-- start --
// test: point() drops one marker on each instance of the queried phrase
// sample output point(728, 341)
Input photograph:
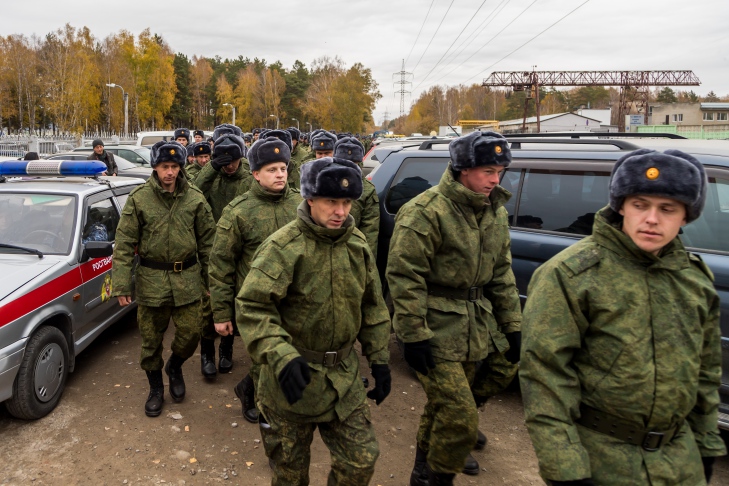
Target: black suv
point(558, 183)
-- end --
Directions for this task ▸
Reproduce every line of the records above word for word, leaving out the pictures.

Finished answer ▸
// test: point() drops one marker on each instance of the queried phrase
// sample output point(728, 341)
Input photograph:
Target: black suv
point(558, 183)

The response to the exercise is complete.